_Task set_
1: In the passage on COVID-19 restrictions in New South Wales, which council temporarily closed Bondi Beach on 21 March?
2: Reproduce the passage on COVID-19 restrictions in New South Wales word for word from "On 30 March, NSW" to "with full-time schooling.".

_Excerpt to read_
^^^^
Despite a ban on gatherings of more than 500 people, huge crowds flocked to the popular Bondi Beach and other beaches across Sydney on Friday 20 March. On 21 March, crowds built up yet again which led Waverley Council to temporarily close Bondi, and the other beaches of Bronte and Tamarama.

From 24 March, parents were encouraged to keep children home from school, although schools remained open.

On 30 March, NSW Parliament passed the "COVID-19 Restrictions on Gathering and Movement" law, which limited public gatherings to two people and directed, "that a person must not, without reasonable excuse, leave the person's place of residence." It listed 16 reasonable excuses and took effect from midnight on 31 March.

On 8 May the Federal Government released a three-stage plan to re-open Australia in a COVID-safe structure. From 15 May New South Wales allowed five people to visit homes and to travel any distance to do so, outdoor gatherings of up to ten people, and some outdoor facilities to open.

From 11 May, students returned to school one day a week with a plan for a phased return over several weeks. From 25 May, the phased return was replaced with full-time schooling.

From 1 July 2020, New South Wales eased restrictions further due to the limited community transmission of COVID-19, at that time. No set upper limit on patron numbers at indoor venues, but only one person per 4 square metres. Outdoor venues, with a maximum capacity of 40,000, were allowed up to 25 per cent of normal capacity. Events had to be ticketed, patrons seated and follow guidelines. Restriction on funerals eased, but the four-square-metre rule applied. Other existing restrictions, no more than 20 guests inside homes, 20 outside, remained in force. Restrictions were tightened again on 17 July.

==== 2021 ====
On 23 June 2021, from 4pm, some partial restrictions were introduced for Greater Sydney, the Blue Mountains, the Central Coast, Wollongong and Shellharbour limiting visitor numbers to homes, density in hospitality venues, participant numbers in dance and gym classes, and other activities, and requiring masks in indoor non-residential settings. Residents of the City of Sydney, Waverley, Randwick, Canada Bay, Inner West, Bayside, and Woollahra local government areas were restricted from travel outside metropolitan Sydney for non-essential reasons.
^^^^
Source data
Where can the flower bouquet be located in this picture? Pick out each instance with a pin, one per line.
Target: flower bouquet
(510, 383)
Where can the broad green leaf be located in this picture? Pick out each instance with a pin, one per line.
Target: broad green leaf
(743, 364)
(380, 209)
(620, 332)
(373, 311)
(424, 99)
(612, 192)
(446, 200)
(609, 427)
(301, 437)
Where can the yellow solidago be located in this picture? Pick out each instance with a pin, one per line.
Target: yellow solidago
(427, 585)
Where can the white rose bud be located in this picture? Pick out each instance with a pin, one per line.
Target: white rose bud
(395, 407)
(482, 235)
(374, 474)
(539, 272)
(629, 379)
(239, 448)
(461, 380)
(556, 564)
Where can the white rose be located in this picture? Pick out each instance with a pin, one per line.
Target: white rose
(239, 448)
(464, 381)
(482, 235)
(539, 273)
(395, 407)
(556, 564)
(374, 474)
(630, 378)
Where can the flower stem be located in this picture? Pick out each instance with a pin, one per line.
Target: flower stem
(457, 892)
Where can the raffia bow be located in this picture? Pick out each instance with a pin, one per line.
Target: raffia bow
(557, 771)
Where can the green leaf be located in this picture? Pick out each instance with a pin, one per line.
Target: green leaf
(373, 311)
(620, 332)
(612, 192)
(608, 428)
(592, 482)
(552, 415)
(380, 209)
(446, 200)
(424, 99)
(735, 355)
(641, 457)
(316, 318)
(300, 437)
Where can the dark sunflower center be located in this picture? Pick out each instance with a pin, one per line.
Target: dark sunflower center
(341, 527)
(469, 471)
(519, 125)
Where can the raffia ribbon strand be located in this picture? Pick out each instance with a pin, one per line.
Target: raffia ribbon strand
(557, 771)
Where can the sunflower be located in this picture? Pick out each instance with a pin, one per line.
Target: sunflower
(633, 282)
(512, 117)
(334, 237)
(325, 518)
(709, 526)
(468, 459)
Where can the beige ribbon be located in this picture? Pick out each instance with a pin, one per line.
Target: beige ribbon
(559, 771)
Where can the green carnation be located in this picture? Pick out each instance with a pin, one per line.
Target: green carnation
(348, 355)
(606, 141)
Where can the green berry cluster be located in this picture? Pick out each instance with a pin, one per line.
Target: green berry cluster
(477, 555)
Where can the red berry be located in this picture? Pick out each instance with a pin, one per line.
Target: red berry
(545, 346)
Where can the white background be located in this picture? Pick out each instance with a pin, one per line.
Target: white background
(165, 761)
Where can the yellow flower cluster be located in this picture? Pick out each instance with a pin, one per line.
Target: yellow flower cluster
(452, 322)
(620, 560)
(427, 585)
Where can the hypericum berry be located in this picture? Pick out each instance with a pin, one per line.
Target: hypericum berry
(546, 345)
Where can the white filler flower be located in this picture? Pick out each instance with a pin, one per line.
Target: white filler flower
^^^^
_Answers to the exercise_
1: Waverley Council

2:
On 30 March, NSW Parliament passed the "COVID-19 Restrictions on Gathering and Movement" law, which limited public gatherings to two people and directed, "that a person must not, without reasonable excuse, leave the person's place of residence." It listed 16 reasonable excuses and took effect from midnight on 31 March.

On 8 May the Federal Government released a three-stage plan to re-open Australia in a COVID-safe structure. From 15 May New South Wales allowed five people to visit homes and to travel any distance to do so, outdoor gatherings of up to ten people, and some outdoor facilities to open.

From 11 May, students returned to school one day a week with a plan for a phased return over several weeks. From 25 May, the phased return was replaced with full-time schooling.